▶ [EXTRACTED ENTRIES]
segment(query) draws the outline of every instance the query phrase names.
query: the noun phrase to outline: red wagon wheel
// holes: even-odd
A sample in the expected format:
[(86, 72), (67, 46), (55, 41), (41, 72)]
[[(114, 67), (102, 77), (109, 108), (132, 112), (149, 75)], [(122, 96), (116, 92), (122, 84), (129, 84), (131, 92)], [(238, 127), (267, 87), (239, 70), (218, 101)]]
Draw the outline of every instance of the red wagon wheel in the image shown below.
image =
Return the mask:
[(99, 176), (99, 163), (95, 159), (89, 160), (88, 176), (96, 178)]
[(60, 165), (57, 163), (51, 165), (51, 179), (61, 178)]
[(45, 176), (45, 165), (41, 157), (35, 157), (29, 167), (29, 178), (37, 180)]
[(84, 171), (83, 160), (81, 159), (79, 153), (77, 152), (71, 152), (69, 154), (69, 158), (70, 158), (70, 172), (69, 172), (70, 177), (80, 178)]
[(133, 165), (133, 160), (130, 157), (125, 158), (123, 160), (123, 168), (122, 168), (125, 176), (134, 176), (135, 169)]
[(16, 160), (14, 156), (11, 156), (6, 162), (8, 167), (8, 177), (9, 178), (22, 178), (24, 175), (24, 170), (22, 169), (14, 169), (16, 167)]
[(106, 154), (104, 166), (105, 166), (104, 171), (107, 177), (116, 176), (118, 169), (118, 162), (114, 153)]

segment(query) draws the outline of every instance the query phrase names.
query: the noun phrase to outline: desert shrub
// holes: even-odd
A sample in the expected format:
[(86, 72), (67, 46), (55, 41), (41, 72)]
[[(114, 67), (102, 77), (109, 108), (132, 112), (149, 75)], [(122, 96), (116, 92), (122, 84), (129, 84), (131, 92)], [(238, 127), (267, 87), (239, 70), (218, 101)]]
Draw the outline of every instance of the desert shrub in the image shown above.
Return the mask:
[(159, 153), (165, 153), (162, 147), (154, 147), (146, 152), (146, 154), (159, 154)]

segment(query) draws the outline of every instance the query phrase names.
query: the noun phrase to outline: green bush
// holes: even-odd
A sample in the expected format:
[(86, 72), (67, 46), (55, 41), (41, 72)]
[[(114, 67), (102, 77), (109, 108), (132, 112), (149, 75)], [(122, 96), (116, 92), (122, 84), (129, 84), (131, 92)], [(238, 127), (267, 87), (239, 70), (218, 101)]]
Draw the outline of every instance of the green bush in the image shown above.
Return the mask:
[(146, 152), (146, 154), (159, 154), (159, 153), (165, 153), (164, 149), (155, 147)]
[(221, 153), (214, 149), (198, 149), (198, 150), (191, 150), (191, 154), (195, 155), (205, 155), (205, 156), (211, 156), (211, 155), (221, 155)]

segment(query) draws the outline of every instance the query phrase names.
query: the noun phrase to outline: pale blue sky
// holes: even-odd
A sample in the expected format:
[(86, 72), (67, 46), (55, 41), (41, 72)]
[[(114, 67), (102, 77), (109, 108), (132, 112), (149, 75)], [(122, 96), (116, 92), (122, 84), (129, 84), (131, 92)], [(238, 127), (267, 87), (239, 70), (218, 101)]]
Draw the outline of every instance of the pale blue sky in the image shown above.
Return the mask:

▶ [TASK BRIEF] Copy out, word for word, the stretch from the start of the records through the line that contains "154), (159, 154)]".

▶ [WRITTEN SOLUTION]
segment(query) draws the outline of every instance the query phrase names.
query: the noun phrase to outline: red wagon wheel
// holes: even-odd
A sample in the expected format:
[(86, 72), (67, 46), (55, 41), (41, 72)]
[[(114, 67), (102, 77), (109, 108), (132, 112), (149, 75)], [(122, 96), (116, 92), (122, 84), (129, 84), (131, 92)], [(238, 127), (267, 87), (239, 70), (218, 101)]]
Draw the outline of every instance of the red wagon wheel in the image shown below.
image =
Return the mask:
[(99, 176), (99, 163), (95, 159), (89, 160), (88, 176), (96, 178)]
[(60, 165), (57, 163), (51, 165), (51, 179), (61, 178)]
[(45, 176), (45, 165), (41, 157), (35, 157), (29, 167), (29, 178), (37, 180)]
[(84, 171), (83, 160), (81, 159), (79, 153), (77, 152), (71, 152), (69, 154), (69, 158), (70, 158), (70, 172), (69, 172), (70, 177), (80, 178)]
[(133, 165), (133, 160), (130, 157), (125, 158), (123, 160), (123, 168), (122, 168), (125, 176), (134, 176), (135, 169)]
[(16, 160), (14, 156), (11, 156), (6, 162), (8, 167), (8, 177), (9, 178), (22, 178), (24, 175), (24, 170), (22, 169), (14, 169), (16, 167)]
[(106, 154), (104, 166), (105, 166), (104, 171), (107, 177), (116, 176), (118, 169), (118, 162), (114, 153)]

segment(query) draws the outline of every instance the query phrase names.
query: the noun phrase to outline: desert shrub
// holes: even-odd
A sample in the expected format:
[(86, 72), (67, 46), (55, 41), (41, 72)]
[[(114, 67), (102, 77), (109, 108), (132, 112), (149, 75)], [(122, 96), (116, 92), (122, 84), (129, 84), (131, 92)], [(238, 127), (267, 87), (239, 70), (218, 101)]]
Draw the outline of every instance of the desert shrub in the image shown above.
Return the mask:
[(159, 153), (165, 153), (162, 147), (154, 147), (146, 152), (146, 154), (159, 154)]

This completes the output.